**PROMPT**
Could you render every line of the listing below as a Markdown table with the columns Row and Text, numbering the lines in order and leaving out any blank ones?

**RECORDS SHOWN**
########################################

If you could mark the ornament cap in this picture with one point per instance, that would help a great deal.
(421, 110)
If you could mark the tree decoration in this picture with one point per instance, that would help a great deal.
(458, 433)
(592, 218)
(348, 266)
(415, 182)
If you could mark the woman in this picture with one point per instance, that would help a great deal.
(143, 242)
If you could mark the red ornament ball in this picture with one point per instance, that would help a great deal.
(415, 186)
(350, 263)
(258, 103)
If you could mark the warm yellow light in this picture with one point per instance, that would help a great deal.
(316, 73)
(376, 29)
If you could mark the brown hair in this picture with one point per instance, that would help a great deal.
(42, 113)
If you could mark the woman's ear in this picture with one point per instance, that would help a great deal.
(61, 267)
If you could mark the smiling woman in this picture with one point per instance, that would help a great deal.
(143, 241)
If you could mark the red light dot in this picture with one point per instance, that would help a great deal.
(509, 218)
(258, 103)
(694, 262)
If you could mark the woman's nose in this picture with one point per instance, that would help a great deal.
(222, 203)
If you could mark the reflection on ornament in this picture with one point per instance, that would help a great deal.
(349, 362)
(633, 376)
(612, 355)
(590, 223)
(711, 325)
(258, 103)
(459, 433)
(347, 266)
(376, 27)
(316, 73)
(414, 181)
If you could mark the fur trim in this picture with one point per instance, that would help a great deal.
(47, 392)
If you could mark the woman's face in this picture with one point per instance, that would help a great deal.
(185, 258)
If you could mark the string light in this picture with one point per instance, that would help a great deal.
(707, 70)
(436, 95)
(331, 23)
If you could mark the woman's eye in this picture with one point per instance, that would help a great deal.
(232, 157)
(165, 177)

########################################

**THE RESPONSE**
| Row | Text |
|---|---|
| 1 | If you could mark the ornament cap in this picture with one point per instance, that would help a great deal. |
| 2 | (421, 110) |
| 3 | If you could mark the tree decoration in this picture with one point per instance, that would help a great deal. |
| 4 | (458, 433) |
| 5 | (592, 218) |
| 6 | (348, 266) |
| 7 | (415, 182) |
| 8 | If you could mark the woman in this picture with one point per instance, that would help a great deal. |
| 9 | (143, 242) |
| 10 | If you could mark the red ornament ball in this picture with one point per instance, that would help a great deal. |
| 11 | (415, 186) |
| 12 | (350, 263) |
| 13 | (258, 103) |
| 14 | If you could mark the warm yellow light in this picture with one point per instance, that would help a great deal. |
| 15 | (316, 73) |
| 16 | (376, 29) |
| 17 | If you could mark the brown hair in this picture with one point per instance, that would help a great deal. |
| 18 | (42, 113) |
| 19 | If you could mark the woman's ear in this picture with one point per instance, that would help a great deal. |
| 20 | (61, 267) |
| 21 | If you could mark the smiling woman in this picture with one point per instance, that would help a great deal. |
| 22 | (143, 241) |
| 23 | If you could mark the red light dot in this picture with one point per instance, that would help a great deal. |
| 24 | (509, 218) |
| 25 | (258, 103) |
| 26 | (694, 262) |
| 27 | If you could mark the woman's nose in this picture with one point per instance, that would help a great deal. |
| 28 | (222, 203) |
| 29 | If you could mark the reflection on ornament in this picture with one point per instance, that would help a great deal. |
| 30 | (349, 362) |
| 31 | (633, 376) |
| 32 | (612, 355) |
| 33 | (590, 223) |
| 34 | (711, 325) |
| 35 | (258, 103) |
| 36 | (459, 433) |
| 37 | (347, 266) |
| 38 | (376, 27) |
| 39 | (316, 73) |
| 40 | (414, 181) |
| 41 | If you could mark the fur trim in this picture with one point per instance, that would help a great deal. |
| 42 | (47, 392) |
| 43 | If you could mark the woman's face in this picture with one point per instance, that would help a great deal. |
| 44 | (185, 258) |
| 45 | If you could mark the string light in this picture with one point per instance, that would help a great deal. |
| 46 | (707, 70) |
| 47 | (436, 95) |
| 48 | (331, 23) |
| 49 | If you could mark the woman's eye in this picture with one point per instance, that would help a great deal. |
| 50 | (232, 157) |
| 51 | (165, 177) |